§ Exercise prompt: Print every one of the entries below, line by line, without changing a single character.

§ The input:
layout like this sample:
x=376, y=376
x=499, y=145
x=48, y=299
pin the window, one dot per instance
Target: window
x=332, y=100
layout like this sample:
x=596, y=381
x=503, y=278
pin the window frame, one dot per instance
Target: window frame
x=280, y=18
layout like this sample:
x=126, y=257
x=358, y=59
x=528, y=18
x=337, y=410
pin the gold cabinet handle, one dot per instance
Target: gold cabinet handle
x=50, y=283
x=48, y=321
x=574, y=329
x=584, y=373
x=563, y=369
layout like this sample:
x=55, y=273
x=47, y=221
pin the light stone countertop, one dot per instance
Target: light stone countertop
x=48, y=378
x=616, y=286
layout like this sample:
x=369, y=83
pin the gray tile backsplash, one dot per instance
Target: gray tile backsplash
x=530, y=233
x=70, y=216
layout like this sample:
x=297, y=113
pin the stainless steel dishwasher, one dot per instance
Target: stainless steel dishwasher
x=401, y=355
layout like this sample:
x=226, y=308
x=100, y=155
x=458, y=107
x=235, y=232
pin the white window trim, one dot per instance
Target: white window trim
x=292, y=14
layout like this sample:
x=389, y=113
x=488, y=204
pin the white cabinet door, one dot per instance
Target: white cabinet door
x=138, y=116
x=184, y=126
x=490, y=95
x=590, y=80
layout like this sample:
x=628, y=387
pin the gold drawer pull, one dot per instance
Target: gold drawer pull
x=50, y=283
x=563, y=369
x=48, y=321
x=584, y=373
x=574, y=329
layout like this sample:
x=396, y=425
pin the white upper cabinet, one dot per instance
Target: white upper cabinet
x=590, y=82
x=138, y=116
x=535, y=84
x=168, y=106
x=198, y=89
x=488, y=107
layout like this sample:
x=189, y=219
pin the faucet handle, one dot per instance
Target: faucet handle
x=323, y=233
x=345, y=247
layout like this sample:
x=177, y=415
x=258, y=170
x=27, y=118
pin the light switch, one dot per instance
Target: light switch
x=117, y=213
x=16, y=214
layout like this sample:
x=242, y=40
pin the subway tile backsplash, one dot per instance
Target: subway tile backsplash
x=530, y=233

§ Expected answer:
layout like this sample:
x=376, y=376
x=499, y=145
x=48, y=299
pin the window, one dot per instance
Target: window
x=332, y=100
layout like this sample:
x=596, y=381
x=503, y=278
pin the window frame, one dot per instance
Target: window frame
x=280, y=18
layout like this sample:
x=126, y=257
x=358, y=59
x=528, y=18
x=337, y=410
pin the gold cabinet handle, one dot per instance
Target: gold cabinet handle
x=50, y=283
x=48, y=321
x=574, y=329
x=584, y=373
x=563, y=369
layout like this sample:
x=55, y=273
x=47, y=221
pin the light stone countertop, one dot per instance
Target: light stone countertop
x=48, y=378
x=616, y=286
layout like this sample:
x=369, y=83
pin the gray tile backsplash, one dot per instance
Target: gray tile backsplash
x=530, y=233
x=70, y=216
layout like this sample:
x=297, y=113
pin the stainless steel dishwasher, one dot per instance
Target: stainless steel dishwasher
x=401, y=355
layout like this sample:
x=226, y=308
x=100, y=155
x=458, y=107
x=235, y=232
pin the white window trim, one dot per instance
Target: white window trim
x=292, y=14
layout like this sample:
x=389, y=113
x=488, y=204
pin the white cabinet door, one dot per instance
Target: white cabinet door
x=138, y=116
x=184, y=126
x=490, y=95
x=590, y=80
layout like this sample:
x=628, y=387
pin the gold drawer pull, one dot per instance
Target: gold drawer pull
x=50, y=283
x=563, y=369
x=48, y=321
x=584, y=373
x=574, y=329
layout like this sample:
x=396, y=425
pin the white upper cabinet, one dot per instance
Target: white upper cabinet
x=590, y=82
x=138, y=116
x=535, y=84
x=168, y=106
x=198, y=89
x=488, y=107
layout like this sample:
x=189, y=219
pin the faucet handle, one dot per instance
Target: faucet handle
x=323, y=233
x=345, y=247
layout like this sample:
x=177, y=415
x=258, y=170
x=27, y=118
pin the light switch, one dot per instance
Target: light switch
x=117, y=213
x=16, y=214
layout like this sample:
x=242, y=40
pin the subway tile backsplash, one dot per instance
Target: subway tile backsplash
x=530, y=233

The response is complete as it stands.